Two weeks ago David Vanzo brought his elderly mother, Caryl, into a bank in Plymouth, Minnesota to make a cash withdrawal in her name. Caryl didn't say anything during the transaction, and bank employees would later tell officials her feet were dragging the floor and that they "couldn't tell if she was breathing." Seven hours later David reported her dead.

Did David's mother, hours away from death, ask her son to take her to the bank for an $850 withdrawal? Or did David, perhaps inspired by the hilarious 1989 classic Weekend At Bernie's, prop his mother's corpse up in the wheelchair and try to fool people into thinking she was still alive? That's what the authorities are trying to figure out.

David denies the accusations, and told local news reporters, "My mother and I had an agreement. I took care of my mom for years," and, "I'm the good guy here, not the bad guy." But one of the Vanzos' neighbors who saw them leaving in a taxi that day said, "I don't know if she was just unconscious or not alive."

* Problem to work on *
Carry on the news story about David Vanzo taking his mother to the bank, starting after its last sentence. These records have no connection to the news story above.

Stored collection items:
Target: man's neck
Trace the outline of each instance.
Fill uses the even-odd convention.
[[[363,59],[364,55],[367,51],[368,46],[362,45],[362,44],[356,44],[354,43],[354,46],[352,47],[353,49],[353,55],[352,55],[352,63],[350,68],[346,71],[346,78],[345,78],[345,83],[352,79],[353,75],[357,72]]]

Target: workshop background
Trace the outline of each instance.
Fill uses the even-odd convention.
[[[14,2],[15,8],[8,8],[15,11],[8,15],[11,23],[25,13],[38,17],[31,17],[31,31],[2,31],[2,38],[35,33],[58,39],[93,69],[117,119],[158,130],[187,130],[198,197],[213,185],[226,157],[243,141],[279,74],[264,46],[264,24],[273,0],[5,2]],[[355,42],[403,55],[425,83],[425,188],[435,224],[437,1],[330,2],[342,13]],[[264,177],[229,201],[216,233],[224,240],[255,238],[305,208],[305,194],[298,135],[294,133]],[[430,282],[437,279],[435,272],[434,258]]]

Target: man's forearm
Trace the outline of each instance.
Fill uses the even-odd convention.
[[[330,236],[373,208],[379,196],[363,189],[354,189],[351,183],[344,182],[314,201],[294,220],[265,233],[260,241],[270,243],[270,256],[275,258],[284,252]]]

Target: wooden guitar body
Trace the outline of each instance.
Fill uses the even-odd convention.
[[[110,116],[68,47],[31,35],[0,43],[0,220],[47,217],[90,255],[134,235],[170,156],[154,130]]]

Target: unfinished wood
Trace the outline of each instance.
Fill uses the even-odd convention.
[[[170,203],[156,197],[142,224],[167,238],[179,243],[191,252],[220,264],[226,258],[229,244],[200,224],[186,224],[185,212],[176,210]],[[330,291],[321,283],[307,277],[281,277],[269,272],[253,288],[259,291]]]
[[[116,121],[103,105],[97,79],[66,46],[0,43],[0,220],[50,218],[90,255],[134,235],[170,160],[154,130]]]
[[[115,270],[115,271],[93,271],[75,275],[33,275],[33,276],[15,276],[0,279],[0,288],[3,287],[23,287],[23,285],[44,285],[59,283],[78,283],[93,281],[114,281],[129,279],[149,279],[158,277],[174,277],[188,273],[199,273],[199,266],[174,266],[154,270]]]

* Reply to the task *
Moving dead weight is hard, and it just gets harder as the body gets stiffer. Noted death blogger Megan Rosenbloom of Death Salon (and occasionally VICE) helped me try to sleuth my way through the plausibility of the accusation. "It's possible that if the person had just died you could get them into a wheelchair before rigor sets in, which usually takes 2-6 hours," she told me.

In a front porch interview, David said, "I loved my mother very, very, very much. I gave my life to keep my mother alive. Look at my eyes."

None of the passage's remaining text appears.